Exercise:
According to the article below on the Chemistry Olympiad, how many gold medals did the U.S. team win?

Extract:
=== Section Start ===
Winning Formula: Olympic Ambitions Send MCPHS Professor to Zurich for Global Science Competition
By Dana BarbutoMCPHS Associate Professor Songwen Xie enjoys a sightseeing excursion at the International Chemistry Olympiad in Zurich in July. She was a Team USA coach at the annual competition. (Photo credit: IChO)
Songwen Xie is inspiring the scientists of tomorrow as a Team USA coach for the Chemistry Olympiad.
Dedication, concentration, stamina, determination. Those were the hallmarks of Songwen Xie’s gold-medal game plan for the students competing in the 55th International Chemistry Olympiad (IChO) in Switzerland.
A PhD and Associate Professor of Chemistry at Massachusetts College of Pharmacy and Health Sciences (MCPHS), Xie was one of four coaches that the American Chemical Society (ACS) selected to train and mentor Team USA for the prestigious chemistry competition. The ACS has sponsored the American team since the U.S. joined the Olympiad in 1984.
“These are the greatest young minds in chemistry,” said Xie, Director of the Bachelor of Science in Chemistry and Master of Science in Pharmaceutical Chemistry programs at MCPHS. “The material that the competition covered was challenging and very intense. Even my fourth-year students would find it difficult.”
The IChO is an annual event for the world's top high school chemistry students. The competition included 348 students on teams from 89 countries vying for gold, silver, and bronze medals at the Swiss Federal Institute of Technology (ETH) July 15-25 in Zurich.
Students sat for two exams: A five-hour theoretical contest and a five-hour practical laboratory competition. The U.S. team won a pair of gold medals and two silvers. Members were Mingwen Duan from East Lyme High School in Connecticut, Alice Liu from Marquette High School in Missouri, Anurag Sodhi from Centennial High School in Maryland, and Phoenix Wu from Seven Lakes High School in Texas.
=== Section End ===
Referring expression grounding data:
=== Section Start ===
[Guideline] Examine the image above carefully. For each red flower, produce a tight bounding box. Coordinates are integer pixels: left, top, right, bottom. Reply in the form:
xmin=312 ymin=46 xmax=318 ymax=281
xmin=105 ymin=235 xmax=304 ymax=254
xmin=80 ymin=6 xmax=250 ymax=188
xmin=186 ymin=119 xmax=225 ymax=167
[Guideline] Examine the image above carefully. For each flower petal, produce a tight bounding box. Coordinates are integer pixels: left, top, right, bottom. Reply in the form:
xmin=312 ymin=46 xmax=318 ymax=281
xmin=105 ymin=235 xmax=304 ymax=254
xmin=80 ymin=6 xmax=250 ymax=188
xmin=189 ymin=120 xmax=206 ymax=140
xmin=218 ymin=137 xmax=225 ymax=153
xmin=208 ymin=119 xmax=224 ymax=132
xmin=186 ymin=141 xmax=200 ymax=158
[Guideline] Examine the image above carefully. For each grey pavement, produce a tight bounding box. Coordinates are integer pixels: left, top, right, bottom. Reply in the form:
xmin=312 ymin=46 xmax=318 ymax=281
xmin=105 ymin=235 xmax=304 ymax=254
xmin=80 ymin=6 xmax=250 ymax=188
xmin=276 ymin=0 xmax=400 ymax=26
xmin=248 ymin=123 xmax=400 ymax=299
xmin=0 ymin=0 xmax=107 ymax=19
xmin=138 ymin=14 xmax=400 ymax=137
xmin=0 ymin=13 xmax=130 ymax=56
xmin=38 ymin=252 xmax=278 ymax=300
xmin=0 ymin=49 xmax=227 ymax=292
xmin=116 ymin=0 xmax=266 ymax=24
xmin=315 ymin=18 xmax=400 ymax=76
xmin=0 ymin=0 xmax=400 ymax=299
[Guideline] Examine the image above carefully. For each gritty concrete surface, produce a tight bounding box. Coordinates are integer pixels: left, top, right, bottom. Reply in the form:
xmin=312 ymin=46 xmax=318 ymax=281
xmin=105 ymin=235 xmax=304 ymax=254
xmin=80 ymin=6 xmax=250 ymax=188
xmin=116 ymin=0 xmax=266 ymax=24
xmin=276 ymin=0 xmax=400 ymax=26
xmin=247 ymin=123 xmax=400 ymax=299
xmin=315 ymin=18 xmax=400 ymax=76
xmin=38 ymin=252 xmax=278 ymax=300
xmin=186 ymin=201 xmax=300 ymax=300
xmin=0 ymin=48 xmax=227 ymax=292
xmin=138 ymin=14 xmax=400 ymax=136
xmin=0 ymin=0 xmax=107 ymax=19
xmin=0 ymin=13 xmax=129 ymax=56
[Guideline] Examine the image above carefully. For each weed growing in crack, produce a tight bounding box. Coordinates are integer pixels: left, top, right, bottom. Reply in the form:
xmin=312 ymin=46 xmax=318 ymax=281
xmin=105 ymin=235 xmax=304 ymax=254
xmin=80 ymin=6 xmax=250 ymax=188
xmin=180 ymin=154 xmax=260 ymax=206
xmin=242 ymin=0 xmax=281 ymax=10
=== Section End ===
Expected answer:
Two gold medals.